TASK STATEMENT: Write out the material below again, line for line, without any images.

DATA SHOWN:
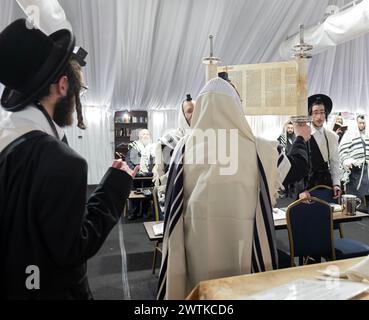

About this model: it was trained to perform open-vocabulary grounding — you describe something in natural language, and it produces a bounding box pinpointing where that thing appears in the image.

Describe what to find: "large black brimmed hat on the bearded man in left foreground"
[0,19,75,112]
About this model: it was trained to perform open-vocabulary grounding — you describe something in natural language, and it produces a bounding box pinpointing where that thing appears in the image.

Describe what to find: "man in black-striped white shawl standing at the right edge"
[339,115,369,211]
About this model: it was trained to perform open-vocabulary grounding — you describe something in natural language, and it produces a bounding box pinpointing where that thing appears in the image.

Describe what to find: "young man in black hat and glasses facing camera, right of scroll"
[302,94,341,199]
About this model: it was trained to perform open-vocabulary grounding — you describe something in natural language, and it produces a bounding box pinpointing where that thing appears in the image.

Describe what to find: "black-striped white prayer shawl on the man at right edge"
[339,126,369,190]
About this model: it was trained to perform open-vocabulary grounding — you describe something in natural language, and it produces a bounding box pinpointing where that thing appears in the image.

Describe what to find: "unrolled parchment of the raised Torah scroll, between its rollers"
[218,60,308,116]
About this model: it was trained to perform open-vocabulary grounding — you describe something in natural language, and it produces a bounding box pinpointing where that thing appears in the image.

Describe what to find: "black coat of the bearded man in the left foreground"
[0,131,132,299]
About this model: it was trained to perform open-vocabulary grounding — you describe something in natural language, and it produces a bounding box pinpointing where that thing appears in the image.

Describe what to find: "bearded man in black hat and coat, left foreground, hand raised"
[0,19,139,299]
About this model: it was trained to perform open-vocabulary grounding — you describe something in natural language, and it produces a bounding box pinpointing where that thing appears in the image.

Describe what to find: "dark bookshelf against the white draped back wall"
[114,111,148,159]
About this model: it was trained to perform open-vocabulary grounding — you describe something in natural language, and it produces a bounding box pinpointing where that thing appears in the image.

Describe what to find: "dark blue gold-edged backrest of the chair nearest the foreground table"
[286,197,336,266]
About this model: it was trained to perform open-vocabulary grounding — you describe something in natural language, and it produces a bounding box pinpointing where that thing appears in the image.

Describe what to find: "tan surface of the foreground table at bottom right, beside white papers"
[187,257,369,300]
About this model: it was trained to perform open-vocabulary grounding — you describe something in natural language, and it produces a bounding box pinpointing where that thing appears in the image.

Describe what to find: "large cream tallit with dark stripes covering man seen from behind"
[158,78,282,299]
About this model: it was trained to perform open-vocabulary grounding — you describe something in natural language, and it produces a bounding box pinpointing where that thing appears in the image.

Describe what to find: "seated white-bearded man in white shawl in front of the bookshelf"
[126,129,154,220]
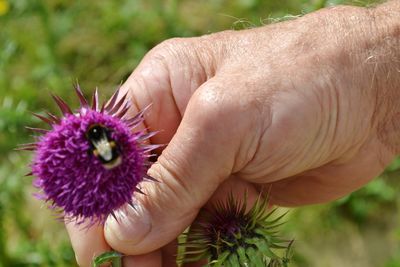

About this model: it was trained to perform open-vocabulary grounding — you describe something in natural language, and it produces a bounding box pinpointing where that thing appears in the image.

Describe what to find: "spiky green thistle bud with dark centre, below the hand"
[178,194,292,267]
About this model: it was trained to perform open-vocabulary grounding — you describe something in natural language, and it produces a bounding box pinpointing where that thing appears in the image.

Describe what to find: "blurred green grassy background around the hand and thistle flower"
[0,0,400,267]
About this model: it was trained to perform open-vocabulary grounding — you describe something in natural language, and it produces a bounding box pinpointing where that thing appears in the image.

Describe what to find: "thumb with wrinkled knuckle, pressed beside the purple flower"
[105,78,247,255]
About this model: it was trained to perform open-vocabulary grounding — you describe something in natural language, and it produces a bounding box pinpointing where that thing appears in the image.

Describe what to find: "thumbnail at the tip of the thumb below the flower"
[105,205,151,249]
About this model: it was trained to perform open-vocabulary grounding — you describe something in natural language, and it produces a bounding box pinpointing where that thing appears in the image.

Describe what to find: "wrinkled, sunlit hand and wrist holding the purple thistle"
[67,1,400,267]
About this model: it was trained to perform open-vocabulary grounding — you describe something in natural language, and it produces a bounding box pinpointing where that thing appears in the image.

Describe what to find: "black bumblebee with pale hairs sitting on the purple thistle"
[86,124,122,169]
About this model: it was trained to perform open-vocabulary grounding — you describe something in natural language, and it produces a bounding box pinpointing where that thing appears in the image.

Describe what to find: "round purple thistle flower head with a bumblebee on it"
[18,85,158,224]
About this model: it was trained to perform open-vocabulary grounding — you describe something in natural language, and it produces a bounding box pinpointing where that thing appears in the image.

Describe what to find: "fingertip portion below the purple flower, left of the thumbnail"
[65,221,110,267]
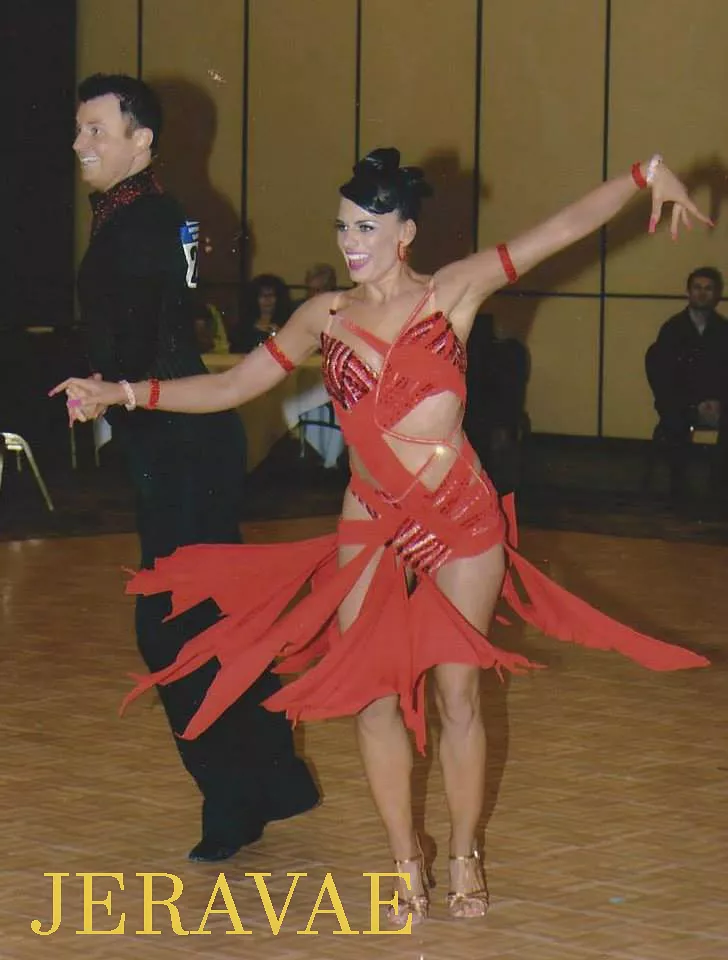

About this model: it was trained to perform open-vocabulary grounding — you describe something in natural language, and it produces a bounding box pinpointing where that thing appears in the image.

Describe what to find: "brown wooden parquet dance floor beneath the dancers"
[0,520,728,960]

WORKED SOLUTION:
About this model: it was trained to perform open-vocabulary grounding — you describe something in natural language, and it produces a bounding box pinpointing where that thing appears in the image.

Describe what to find: "large black brimmed hat on the bearded man in left foreground"
[0,19,75,112]
About this model: it was trained to perform open-vocabulary grounding — you describe something in natural language, and it produces a bounding box pinpointing where that thing appears in the image.

Describe what to find: "man in black-striped white shawl standing at the right edge"
[339,115,369,211]
About this model: it was trained to perform open-vocabulary grounding — you describe something in natural language, and it produces a bounding box pinpointing where that thing appears in the image.

Describe what to find: "young man in black hat and glasses facing camera, right of scroll"
[302,94,341,199]
About this model: it was trained to perform open-vocabulary grounding — you describe something in natural language, and it produces a bounding box pinpointing where that thing appears in the image.

Describe what to find: "black-striped white prayer shawl on the man at right edge"
[339,126,369,190]
About this model: it was trained to perform open-vocabulary grounding — you describe something in natural language, and it produces a bounding box pinpointing where that thing appears in the image.

Describe what to find: "unrolled parchment of the raised Torah scroll, between its rollers"
[218,60,308,116]
About this model: it was trained to perform open-vocabulary grounding — you describe something in natural language, and it produces a bounding box pinpointing where that thing appears in the image.

Describe what to find: "black coat of the bearded man in the left foreground"
[0,131,132,299]
About this model: it was trained to perform open-vocabulary grounding — you describe something in natural language, and it produces a bounding box pinpointing where that thing appears in the image.

Describe what to find: "bearded man in black hat and coat, left foreground, hand raised"
[0,19,139,299]
About this model: it was trained to perform open-vocabulary grounding — you describe something in natural language, and it produces a bounding box pinpointing where that thing appears in the image.

Describe what to find: "dark bookshelf against the white draped back wall"
[114,111,148,159]
About this model: it was trained to perform open-vocabulary grounding — you describe something in natural language, and it produces a bounding box pinpointing where that thing appears in the image.

Describe what to find: "dark blue gold-edged backrest of the chair nearest the foreground table"
[286,197,336,266]
About this model: it was trained to perform open-vocabulary grounding — you describe something in natural language, and it produces a bounding box pinpointing where that thing appears in the image.

Describe what to find: "tan surface of the foreground table at bottom right, beside white papers"
[187,257,369,300]
About this model: it was trained to perform open-vocabulary grounding — you describe something in natural language, and it produces a bounding box pinpointing where that thing appears in the image.

Describe what to find: "large cream tallit with dark stripes covering man seen from behind"
[158,78,282,299]
About this model: it was trained to perform open-vocabulary grounding — you describe something in natural language, and it produces a bounding box pinpointing where that thing appears in the image.

Describe what to find: "seated white-bearded man in white shawl in front of the bookshelf"
[126,129,154,220]

About this model: it was trained to perform open-vocabulary grounding — you describe something in natural language, and it produces a bounding box pinpointing where that thing appears in the image.

Describe what to find: "spiky green thistle bud with dark centre, below the hand"
[178,194,292,267]
About this model: it was trained to perform open-vocabulary grounding — you describe something in natural language, and it produces a bounding box pinpointing where that thing appears in the image.

Describe what to find: "blurred green grassy background around the hand and thistle flower"
[0,0,400,267]
About this model: it was trained to perform open-vocabulary grounding — you describe something in natural language, and it produces a bounding box pinpointing where that thing appears in the image.

Describe what to find: "thumb with wrinkled knuckle, pressed beside the purple flower"
[105,78,247,255]
About this model: it was trained to perform open-vocabulary grounding — you describe something in natural language, and it produces a bounding box pinpointing where that thing appears in the image.

Describe what to find: "thumbnail at the tip of the thumb below the flower"
[105,205,151,249]
About this model: it was trained to perform open-vocabulary grounding — you describe something in natural language, and it produces a bounding box pinpointing where that thing appears in the image.

Describe what to find: "wrinkled, sunlit hand and wrist holding the purple thistle"
[67,1,400,267]
About this model: it was trained to perform open-vocabulary grounding — you describe something in natural language, and it produces a bounding box pinpointing where that thing appears in the image.

Describe what to find: "black bumblebee with pale hairs sitting on the purple thistle"
[86,124,122,169]
About this model: it was trained to perform open-vocabulary grounding — you describe something in natural language, and it produces a bounding box pinpointing where that thing appears in the image.

Describe what to find: "round purple thistle flower head with a bumblebee on it"
[18,85,158,224]
About this model: it was trained to perform open-vocabulary grounding — you describe something in natural language, and it produces a bounding box pinpointing where that thing appears in the image.

Describe what to find: "fingertip portion below the purple flower, left of the thumbnail"
[65,221,110,267]

About this model: it was trained to perform open-vocabulary grounding — you describe something in natural language, and it produces a bounding box pinpointing where that thing appears in the image.

Describe what to find: "brown wooden parquet dance floor beneath the dancers"
[0,520,728,960]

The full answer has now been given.